→ Texte présenté
▬▬▬▬▬▬
Soulèvements arabes: qui va gagner, qui va perdre ?

Publié le par Association France Israël Marseille

"Un autre regard sur le Proche-Orient" n°2 mars 2011

Il y a beaucoup de raisons de penser que dans quelques mois, quand on dressera un premier bilan des révoltes arabes entamées en Tunisie au mois de décembre 2010, il apparaitra que les adversaires de l'Occident et d'Israël se seront notablement renforcés. Daniel Pipes (1) s'est dit optimiste pour avoir vu de jeunes manifestants nettoyer la place Tahrir au Caire. Il a noté que les mouvements ont été "patriotiques et marqués par un esprit d'ouverture" anticipant " une nouvelle ère où les Arabophones infantilisés deviendraient adultes". Les héros arabes pervers, Saddam Hussein, Gamal Abdel Nasser, Khomeiny, Yasser Arafat, feraient figure de repoussoirs pour les manifestants. Benny Morris (2) anticipe au contraire un affaiblissement des positions des démocraties, en s'appuyant non sur des impressions et des espérances, à la surface des évènements, mais sur des faits tangibles.(1)

Des voix égyptiennes qui comptent comme celle de Ayman Nour, courageux par ailleurs, ou du tortueux Mohamed El-Baradeï, ont remis publiquement en cause le traité de paix avec Israël, demandant qu'il soit renégocié ou soumis à un référendum. L'accord avec Israël sur le gaz a aussi été mis sur la sellette. Israël envisage d'ores et déjà des options de substitution.

Tout montre qu'au plan global, l'Iran est en train de renforcer partout ses positions, tandis que celles de l'Arabie saoudite s'affaiblissent. La succession du prince Abdallah n'est toujours pas réglée, tandis qu'une extension des troubles au royaume lui-même n'est plus exclue.
▬▬▬▬▬▬
→ Données fournies
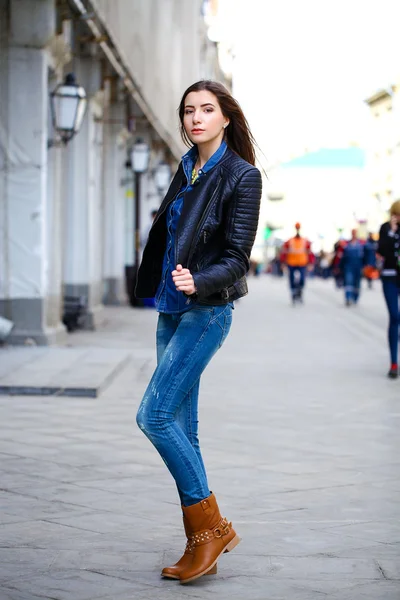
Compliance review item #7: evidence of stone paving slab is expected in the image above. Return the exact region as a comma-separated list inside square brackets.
[0, 347, 130, 398]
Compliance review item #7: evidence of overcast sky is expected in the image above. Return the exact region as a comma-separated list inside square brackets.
[217, 0, 400, 161]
▬▬▬▬▬▬
→ Consigne à suivre
Reprenez l'article sur les soulèvements arabes et poursuivez-le à partir de sa dernière phrase. La liste n'a aucun lien avec le texte.

→ Réponse rédigée
L'attitude américaine a consisté à appuyer les soulèvements et à pousser les dictateurs en place au départ sans beaucoup d'égards. Ces options étaient indiscutablement frappées au coin de la morale, bien que nul ne sache vraiment quoi que ce soit de l'honorabilité des forces et des dirigeants qui seront demain aux commandes des états aujourd'hui contestés. Mais elles ont provoqué chez les dirigeants encore en place une vague d'inquiétude qui les pousse à rechercher des compromis avec Téhéran. Cela donne du poids à l'hypothèse d'une expulsion de l'Amérique de toute la région qui étreint d'inquiétude les responsables de l'administration américaine.

L'élimination humiliante du gouvernement Hariri à l'initiative du Hezbollah (qui a appris son éviction alors qu'il négociait à la Maison Blanche), l'empressement de l'Iran à tester les nouvelles autorités égyptiennes en envoyant des navires de guerre en Méditerranée via le Canal de Suez, tout cela montre que les cartes sont en train de se redistribuer à toute allure au Moyen Orient.

Le probable effacement américain ne peut que fragiliser les défenses d'Israël. Des autorités égyptiennes moins bien disposées envers l'oncle Sam collaboreront plus difficilement avec Israël pour réduire les flux d'armements en direction de Gaza ou stopper les infiltrations de combattants libanais ou iraniens. Elles ne feront pas grand effort non plus pour sécuriser la frontière avec Israël dans le Sinaï. Israël devra donc renforcer sa présence militaire dans cette nouvelle zone sensible.

L'état hébreu a d'ailleurs pris acte des risques de la nouvelle donne qui se profile.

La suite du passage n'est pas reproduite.